[What this task involves]: Reproduce word for word the part of the interview on diversity training for universities, below, that opens with the words containing "We interviewed Michael" and closes with "aims and objectives.".

Universities Diversity Course Updated
29th November 2018
Our diversity course for universities, Diversity and Inclusion in Higher Education, is one of Marshall’s original e-learning courses. The course remains one of the most widely used courses on the subject today and have been recently updated.
We interviewed Michael Howard, Lead Consultant at Marshall E-Learning Consultancy, on the change in approach to diversity training and the future landscape for equality, diversity and inclusion.
We’re eight years on from the Equality Act 2010. What’s changed since then?
The landscape around equality, diversity and inclusion – and how universities see their role in these areas – has progressed since the Equality Act was introduced.
Since 2010, our clients have been on a journey working with the Equality Act legislation and enacting it within their workplaces.
But our clients are now moving beyond compliance with legislation and looking to building inclusive organisations that embrace diversity and deliver equality to support their aims and objectives.
This means our diversity training for universities needs to meet these actions too and be accessible to all employees.
Why do Marshalls have a separate course for universities?
Universities are part of our society but they also are in a unique position therefore it makes sense to have a specific and focused diversity course for them.
What are some of the challenges universities face and does diversity training help?
Different priorities and issues come and go for our clients, but there’s an underlying theme of how we’re dealing with equality, the growth of diversity, and a journey towards more inclusive organisations.
Universities face multifaceted challenges; attracting students, meeting the needs of a diverse student body and workforce, delivering a positive student experience including well being, changes in the regulation of the sector and increasing pressure on income.

[Stored data]:
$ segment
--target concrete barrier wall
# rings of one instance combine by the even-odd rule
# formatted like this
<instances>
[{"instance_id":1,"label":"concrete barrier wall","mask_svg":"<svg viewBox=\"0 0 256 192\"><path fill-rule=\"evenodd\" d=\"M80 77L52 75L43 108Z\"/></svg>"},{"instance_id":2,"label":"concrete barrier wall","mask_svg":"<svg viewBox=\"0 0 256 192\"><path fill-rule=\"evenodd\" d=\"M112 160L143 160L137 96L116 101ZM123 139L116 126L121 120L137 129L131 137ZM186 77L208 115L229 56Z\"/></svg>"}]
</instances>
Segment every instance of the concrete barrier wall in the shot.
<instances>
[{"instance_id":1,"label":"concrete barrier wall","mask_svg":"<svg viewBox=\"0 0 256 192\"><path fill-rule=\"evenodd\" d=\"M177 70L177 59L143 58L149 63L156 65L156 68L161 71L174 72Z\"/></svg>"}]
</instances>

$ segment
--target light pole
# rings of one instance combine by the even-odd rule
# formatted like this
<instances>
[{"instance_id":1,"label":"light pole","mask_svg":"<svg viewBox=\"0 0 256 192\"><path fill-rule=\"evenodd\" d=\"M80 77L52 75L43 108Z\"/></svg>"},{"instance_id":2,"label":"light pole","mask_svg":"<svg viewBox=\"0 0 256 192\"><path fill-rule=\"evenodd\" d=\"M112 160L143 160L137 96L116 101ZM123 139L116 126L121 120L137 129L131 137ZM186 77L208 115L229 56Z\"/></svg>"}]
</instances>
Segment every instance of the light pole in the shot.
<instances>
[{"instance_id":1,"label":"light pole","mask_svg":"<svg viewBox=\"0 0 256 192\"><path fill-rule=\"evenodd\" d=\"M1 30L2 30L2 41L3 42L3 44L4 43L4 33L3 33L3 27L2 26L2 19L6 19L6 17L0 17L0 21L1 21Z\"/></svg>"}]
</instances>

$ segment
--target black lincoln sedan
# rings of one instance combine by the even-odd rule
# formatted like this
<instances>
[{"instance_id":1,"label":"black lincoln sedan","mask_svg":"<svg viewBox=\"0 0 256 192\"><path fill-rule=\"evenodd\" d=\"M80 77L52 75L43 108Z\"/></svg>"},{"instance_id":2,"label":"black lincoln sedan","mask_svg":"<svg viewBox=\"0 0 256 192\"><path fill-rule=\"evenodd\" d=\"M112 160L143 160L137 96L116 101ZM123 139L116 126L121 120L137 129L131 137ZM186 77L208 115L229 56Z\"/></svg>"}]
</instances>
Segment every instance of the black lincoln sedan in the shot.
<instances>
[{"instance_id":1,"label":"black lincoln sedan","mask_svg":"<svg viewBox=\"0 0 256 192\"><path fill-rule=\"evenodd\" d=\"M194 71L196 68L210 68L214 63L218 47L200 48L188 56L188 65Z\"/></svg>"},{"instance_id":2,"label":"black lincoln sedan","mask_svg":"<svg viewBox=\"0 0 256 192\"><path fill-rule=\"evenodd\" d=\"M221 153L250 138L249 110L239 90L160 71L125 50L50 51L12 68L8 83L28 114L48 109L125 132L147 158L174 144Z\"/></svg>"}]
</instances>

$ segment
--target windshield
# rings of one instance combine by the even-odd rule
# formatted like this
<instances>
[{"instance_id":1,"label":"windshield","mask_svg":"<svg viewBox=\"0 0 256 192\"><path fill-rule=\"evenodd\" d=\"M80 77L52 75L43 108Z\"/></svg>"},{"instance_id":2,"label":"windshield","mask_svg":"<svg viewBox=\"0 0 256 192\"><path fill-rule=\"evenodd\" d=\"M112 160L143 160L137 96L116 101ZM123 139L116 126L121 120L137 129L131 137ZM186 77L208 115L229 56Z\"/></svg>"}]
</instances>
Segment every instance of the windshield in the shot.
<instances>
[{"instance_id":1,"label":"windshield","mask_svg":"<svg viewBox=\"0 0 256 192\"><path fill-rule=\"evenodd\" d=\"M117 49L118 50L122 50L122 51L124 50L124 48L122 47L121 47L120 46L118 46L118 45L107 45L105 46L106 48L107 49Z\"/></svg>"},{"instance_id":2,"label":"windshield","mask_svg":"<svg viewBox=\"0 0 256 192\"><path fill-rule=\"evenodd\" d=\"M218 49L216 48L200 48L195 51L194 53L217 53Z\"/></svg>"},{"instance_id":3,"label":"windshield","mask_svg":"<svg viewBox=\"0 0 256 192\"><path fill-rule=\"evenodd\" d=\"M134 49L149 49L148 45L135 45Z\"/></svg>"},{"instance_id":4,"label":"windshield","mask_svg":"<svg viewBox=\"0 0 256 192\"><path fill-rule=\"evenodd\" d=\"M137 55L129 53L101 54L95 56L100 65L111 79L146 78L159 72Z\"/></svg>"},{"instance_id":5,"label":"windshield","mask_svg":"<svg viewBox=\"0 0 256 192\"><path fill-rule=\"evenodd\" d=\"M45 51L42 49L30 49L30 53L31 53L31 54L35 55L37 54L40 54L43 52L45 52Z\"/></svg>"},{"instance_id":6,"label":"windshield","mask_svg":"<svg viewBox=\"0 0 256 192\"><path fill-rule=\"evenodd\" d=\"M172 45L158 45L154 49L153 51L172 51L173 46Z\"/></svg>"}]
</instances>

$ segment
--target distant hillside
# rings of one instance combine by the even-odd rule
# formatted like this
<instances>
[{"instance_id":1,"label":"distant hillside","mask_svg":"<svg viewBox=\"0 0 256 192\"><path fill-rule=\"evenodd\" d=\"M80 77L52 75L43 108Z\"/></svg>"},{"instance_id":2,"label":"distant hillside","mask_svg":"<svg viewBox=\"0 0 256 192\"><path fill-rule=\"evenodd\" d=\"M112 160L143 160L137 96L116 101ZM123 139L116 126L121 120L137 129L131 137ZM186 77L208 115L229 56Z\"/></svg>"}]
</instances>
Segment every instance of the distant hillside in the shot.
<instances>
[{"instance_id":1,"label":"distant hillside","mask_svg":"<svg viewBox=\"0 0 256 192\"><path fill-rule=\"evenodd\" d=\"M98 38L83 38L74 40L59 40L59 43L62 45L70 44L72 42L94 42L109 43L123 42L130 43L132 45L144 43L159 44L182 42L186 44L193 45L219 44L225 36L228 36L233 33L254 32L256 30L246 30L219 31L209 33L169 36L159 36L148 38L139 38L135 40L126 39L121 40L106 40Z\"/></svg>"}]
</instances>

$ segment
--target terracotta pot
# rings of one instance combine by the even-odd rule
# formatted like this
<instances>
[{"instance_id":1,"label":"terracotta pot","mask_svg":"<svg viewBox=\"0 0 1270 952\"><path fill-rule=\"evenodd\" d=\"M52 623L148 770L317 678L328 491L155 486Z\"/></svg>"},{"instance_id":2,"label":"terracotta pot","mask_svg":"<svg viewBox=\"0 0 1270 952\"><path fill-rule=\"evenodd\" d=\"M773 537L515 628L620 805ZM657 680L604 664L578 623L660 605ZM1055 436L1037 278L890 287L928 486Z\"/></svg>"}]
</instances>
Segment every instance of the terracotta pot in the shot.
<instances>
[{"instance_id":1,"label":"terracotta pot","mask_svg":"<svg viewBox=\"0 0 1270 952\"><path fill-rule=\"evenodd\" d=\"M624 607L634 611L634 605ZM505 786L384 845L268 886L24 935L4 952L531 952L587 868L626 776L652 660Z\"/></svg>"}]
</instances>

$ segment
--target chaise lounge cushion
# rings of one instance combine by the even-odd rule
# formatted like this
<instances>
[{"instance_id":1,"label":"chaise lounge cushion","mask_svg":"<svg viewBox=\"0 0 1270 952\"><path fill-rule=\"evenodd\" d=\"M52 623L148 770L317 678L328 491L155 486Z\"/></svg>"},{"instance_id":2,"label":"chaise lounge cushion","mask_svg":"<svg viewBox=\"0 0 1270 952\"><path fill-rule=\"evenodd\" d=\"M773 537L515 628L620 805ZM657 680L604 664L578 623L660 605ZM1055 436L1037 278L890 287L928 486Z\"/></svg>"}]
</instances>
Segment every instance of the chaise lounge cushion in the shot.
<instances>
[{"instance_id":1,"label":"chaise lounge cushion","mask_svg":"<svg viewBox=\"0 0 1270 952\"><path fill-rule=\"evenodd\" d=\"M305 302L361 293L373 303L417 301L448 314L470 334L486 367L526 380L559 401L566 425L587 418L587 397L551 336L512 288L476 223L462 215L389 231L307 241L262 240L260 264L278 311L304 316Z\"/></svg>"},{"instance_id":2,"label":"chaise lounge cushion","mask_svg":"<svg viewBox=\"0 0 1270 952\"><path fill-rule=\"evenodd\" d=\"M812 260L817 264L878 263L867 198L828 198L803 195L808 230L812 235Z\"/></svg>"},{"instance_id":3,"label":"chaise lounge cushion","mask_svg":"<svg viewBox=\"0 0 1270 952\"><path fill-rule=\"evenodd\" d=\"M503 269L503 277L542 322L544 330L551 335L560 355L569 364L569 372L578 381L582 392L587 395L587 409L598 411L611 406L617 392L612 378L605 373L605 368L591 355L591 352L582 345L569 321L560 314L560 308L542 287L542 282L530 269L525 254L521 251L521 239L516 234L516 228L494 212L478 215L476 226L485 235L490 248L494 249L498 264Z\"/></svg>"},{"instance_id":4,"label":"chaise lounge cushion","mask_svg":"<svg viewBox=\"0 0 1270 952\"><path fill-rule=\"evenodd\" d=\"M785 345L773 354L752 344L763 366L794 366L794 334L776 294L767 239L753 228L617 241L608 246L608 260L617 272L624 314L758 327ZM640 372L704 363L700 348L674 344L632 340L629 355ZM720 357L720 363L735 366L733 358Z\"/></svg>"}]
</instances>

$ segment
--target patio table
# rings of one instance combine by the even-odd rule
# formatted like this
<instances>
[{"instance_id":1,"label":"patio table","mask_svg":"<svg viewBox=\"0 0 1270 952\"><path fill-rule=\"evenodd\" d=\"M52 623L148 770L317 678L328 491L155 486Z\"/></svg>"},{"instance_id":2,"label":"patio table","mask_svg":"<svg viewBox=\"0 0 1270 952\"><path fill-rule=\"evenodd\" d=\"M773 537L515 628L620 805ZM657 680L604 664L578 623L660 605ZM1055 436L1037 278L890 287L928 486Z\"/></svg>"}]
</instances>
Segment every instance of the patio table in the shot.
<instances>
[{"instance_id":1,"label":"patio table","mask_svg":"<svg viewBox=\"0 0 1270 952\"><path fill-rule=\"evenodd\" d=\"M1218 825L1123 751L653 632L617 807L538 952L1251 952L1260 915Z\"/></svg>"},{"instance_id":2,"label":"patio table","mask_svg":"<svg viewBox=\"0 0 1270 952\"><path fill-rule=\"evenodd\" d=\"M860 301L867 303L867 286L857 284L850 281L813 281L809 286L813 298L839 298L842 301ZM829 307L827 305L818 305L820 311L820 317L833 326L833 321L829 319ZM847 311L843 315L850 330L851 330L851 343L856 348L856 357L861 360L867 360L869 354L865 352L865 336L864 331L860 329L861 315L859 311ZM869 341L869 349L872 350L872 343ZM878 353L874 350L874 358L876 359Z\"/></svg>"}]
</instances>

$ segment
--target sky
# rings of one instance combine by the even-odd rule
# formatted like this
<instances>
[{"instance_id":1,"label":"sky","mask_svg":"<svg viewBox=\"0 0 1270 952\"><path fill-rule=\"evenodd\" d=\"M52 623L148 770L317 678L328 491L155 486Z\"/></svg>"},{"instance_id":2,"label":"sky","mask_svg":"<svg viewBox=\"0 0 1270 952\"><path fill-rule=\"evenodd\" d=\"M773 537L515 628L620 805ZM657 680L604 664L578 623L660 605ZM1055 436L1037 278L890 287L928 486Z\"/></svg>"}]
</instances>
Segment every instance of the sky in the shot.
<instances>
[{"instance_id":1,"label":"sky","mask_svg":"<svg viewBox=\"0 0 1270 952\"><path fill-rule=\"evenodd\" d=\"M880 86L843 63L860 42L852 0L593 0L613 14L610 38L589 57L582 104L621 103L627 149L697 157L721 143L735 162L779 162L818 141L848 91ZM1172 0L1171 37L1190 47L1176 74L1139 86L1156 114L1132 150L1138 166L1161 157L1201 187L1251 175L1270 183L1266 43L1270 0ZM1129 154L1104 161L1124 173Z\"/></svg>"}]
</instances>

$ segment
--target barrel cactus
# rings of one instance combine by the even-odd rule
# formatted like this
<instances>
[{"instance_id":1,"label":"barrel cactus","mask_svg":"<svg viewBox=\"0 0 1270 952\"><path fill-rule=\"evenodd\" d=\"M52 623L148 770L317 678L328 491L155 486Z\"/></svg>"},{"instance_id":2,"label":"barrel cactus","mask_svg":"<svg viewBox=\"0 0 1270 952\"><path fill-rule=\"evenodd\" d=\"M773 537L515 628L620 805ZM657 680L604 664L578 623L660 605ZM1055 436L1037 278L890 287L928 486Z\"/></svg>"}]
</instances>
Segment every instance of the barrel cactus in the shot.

[Output for this task]:
We interviewed Michael Howard, Lead Consultant at Marshall E-Learning Consultancy, on the change in approach to diversity training and the future landscape for equality, diversity and inclusion.
We’re eight years on from the Equality Act 2010. What’s changed since then?
The landscape around equality, diversity and inclusion – and how universities see their role in these areas – has progressed since the Equality Act was introduced.
Since 2010, our clients have been on a journey working with the Equality Act legislation and enacting it within their workplaces.
But our clients are now moving beyond compliance with legislation and looking to building inclusive organisations that embrace diversity and deliver equality to support their aims and objectives.